SOURCE PASSAGE =>
--- begin ---

Registered Office: Clarendon House 2 Church Street Hamilton HM 11 Bermuda
Principal Place of Business: 45/F, One Exchange Square 8 Connaught Place Central Hong Kong
9 December 2021
To the Shareholders
Dear Sir or Madam,
PROPOSED SHARE CONSOLIDATION, PROPOSED CHANGE IN BOARD LOT SIZE AND NOTICE OF SPECIAL GENERAL MEETING
INTRODUCTION
Reference is made to the announcement of the Company dated 3 December 2021 in relation to, among other matters, the proposed Share Consolidation and proposed Change in Board Lot Size. The purpose of this circular is to provide you with more information regarding the proposed Share Consolidation, proposed Change in Board Lot Size and the notice of SGM.
– 5 –
LETTER FROM THE BOARD
PROPOSED SHARE CONSOLIDATION
The Board proposes to implement the Share Consolidation on the basis that every forty (40) Existing Shares in the issued and unissued share capital of the Company be consolidated into one (1) Consolidated Share.
Effects of the Share Consolidation
As at the Latest Practicable Date, there are 46,978,667,729 Existing Shares of in issue which are fully paid or credited as fully paid. Assuming no further Existing Shares will be allotted, issued or repurchased from the Latest Practicable Date up to the date of the SGM, upon the Share Consolidation becoming effective, there will be 1,174,466,693 Consolidated Shares in issue which are fully paid or credited as fully paid.
Upon the Share Consolidation becoming effective, the Consolidated Shares shall rank pari passu in all respects with each other.
Other than the expenses to be incurred in relation to the Share Consolidation, the implementation of the Share Consolidation will not alter the underlying assets, business operations, management or financial position of the Company or the proportionate interests or rights of the Shareholders.
Conditions of the Share Consolidation
The implementation of the Share Consolidation is conditional upon:
-
(i) the passing of an ordinary resolution by the Shareholders at the SGM to approve the Share Consolidation;
-
(ii) the Stock Exchange granting the approval for listing of, and permission to deal in, the Consolidated Shares in issue and to be issued upon the Share Consolidation becoming effective; and
-
(iii) the compliance with the relevant procedures and requirements under the applicable laws of Bermuda and the Listing Rules to effect the Share Consolidation.

--- end ---

EXERCISE 1 =>
In the circular, condense the paragraph beginning "Reference is made to the announcement" into a shorter version that keeps its main facts.
EXERCISE 2 =>
Under the circular, how many Existing Shares are to be consolidated into one Consolidated Share?

RECORDED DATA =>
--- begin ---

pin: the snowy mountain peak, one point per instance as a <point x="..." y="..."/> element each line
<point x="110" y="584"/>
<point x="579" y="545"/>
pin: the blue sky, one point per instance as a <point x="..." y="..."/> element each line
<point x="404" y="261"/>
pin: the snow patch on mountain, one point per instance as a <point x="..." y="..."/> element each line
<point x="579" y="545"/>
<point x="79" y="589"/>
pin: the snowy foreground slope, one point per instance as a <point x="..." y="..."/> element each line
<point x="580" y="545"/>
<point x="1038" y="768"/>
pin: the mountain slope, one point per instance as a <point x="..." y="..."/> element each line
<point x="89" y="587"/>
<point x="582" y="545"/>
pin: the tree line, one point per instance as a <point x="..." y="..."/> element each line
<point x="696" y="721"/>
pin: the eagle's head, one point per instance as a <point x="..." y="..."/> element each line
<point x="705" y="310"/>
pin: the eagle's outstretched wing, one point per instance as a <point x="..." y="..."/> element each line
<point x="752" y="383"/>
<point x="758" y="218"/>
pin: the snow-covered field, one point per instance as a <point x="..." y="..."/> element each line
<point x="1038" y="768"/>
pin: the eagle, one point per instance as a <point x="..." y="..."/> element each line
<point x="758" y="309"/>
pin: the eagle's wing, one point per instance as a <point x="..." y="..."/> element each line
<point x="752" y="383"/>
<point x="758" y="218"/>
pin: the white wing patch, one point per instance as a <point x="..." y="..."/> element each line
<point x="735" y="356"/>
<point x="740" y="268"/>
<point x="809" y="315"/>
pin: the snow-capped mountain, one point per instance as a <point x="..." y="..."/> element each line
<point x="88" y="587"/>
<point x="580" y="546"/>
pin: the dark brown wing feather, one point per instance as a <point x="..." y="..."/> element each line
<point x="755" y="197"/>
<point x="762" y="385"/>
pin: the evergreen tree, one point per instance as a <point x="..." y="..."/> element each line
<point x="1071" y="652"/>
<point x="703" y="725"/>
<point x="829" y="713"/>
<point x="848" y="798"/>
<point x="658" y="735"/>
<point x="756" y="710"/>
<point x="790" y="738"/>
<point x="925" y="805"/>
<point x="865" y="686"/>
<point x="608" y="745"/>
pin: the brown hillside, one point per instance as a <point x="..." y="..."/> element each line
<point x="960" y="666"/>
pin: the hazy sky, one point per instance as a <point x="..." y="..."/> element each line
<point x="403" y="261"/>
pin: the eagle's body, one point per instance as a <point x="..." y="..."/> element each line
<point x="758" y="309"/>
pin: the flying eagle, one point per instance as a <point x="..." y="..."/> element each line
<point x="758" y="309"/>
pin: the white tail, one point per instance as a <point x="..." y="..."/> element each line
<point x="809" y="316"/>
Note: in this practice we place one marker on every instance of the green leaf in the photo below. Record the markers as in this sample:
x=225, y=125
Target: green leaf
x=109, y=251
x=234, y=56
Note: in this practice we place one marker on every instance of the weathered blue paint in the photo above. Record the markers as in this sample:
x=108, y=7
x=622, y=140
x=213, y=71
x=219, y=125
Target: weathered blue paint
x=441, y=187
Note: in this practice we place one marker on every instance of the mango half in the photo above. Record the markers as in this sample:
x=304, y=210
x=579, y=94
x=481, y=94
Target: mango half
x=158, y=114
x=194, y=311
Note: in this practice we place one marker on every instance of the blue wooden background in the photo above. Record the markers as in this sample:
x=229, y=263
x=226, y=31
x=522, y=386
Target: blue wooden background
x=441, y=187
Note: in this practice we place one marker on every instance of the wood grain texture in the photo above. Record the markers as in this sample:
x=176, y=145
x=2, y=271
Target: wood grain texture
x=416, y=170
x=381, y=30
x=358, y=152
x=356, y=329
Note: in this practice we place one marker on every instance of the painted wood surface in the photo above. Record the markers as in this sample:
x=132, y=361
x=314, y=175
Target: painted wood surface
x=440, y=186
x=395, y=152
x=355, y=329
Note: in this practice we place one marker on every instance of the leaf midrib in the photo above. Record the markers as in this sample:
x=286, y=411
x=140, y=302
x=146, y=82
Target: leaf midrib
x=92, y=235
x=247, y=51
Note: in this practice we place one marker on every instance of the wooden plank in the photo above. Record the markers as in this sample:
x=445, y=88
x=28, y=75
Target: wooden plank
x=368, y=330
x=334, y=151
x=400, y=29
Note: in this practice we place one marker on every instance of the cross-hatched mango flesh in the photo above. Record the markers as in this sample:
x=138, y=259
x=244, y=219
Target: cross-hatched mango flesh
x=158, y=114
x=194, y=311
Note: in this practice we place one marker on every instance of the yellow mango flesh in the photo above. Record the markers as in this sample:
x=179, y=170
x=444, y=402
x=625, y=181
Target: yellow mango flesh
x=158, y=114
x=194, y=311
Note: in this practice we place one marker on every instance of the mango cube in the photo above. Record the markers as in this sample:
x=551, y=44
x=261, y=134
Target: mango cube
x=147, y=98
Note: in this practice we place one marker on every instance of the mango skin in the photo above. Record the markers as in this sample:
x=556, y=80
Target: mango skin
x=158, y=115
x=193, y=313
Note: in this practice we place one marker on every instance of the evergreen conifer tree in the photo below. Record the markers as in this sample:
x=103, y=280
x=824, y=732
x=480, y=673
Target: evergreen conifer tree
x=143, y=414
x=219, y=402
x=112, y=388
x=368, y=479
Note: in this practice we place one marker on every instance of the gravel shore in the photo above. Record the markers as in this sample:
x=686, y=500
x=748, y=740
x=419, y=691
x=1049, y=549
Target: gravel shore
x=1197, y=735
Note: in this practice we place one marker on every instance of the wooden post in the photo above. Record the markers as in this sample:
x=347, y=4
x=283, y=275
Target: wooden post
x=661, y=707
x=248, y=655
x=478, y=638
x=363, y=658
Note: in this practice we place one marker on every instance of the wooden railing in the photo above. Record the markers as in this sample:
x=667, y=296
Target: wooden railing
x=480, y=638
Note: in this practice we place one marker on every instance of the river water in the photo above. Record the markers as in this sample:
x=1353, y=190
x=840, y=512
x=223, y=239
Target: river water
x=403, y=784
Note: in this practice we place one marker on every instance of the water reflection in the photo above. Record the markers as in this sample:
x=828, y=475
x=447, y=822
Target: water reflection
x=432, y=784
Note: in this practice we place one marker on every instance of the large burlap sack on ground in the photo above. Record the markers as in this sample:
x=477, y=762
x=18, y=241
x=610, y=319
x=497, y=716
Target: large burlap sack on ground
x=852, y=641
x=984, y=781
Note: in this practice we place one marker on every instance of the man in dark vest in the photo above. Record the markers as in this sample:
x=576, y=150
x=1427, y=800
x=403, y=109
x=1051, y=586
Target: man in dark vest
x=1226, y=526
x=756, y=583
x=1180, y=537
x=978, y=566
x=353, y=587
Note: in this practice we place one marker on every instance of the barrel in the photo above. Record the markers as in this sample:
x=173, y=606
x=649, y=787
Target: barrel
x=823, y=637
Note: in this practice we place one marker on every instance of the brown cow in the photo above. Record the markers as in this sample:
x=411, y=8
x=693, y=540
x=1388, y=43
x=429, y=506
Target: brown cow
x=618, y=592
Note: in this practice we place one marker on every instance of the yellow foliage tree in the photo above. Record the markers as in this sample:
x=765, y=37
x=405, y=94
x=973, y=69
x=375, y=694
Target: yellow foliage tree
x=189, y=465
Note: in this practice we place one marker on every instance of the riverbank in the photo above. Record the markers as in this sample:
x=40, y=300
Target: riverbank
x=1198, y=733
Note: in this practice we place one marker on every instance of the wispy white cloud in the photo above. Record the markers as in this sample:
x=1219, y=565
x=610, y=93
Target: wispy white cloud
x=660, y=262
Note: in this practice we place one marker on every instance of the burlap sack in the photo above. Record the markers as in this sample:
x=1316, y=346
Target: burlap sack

--- end ---

ANSWER 1 =>
The Company's announcement of 3 December 2021 dealt with, among other matters, the proposed Share Consolidation and the proposed Change in Board Lot Size. This circular provides further information on both proposals and on the notice of SGM.

ANSWER 2 =>
Forty (40) Existing Shares.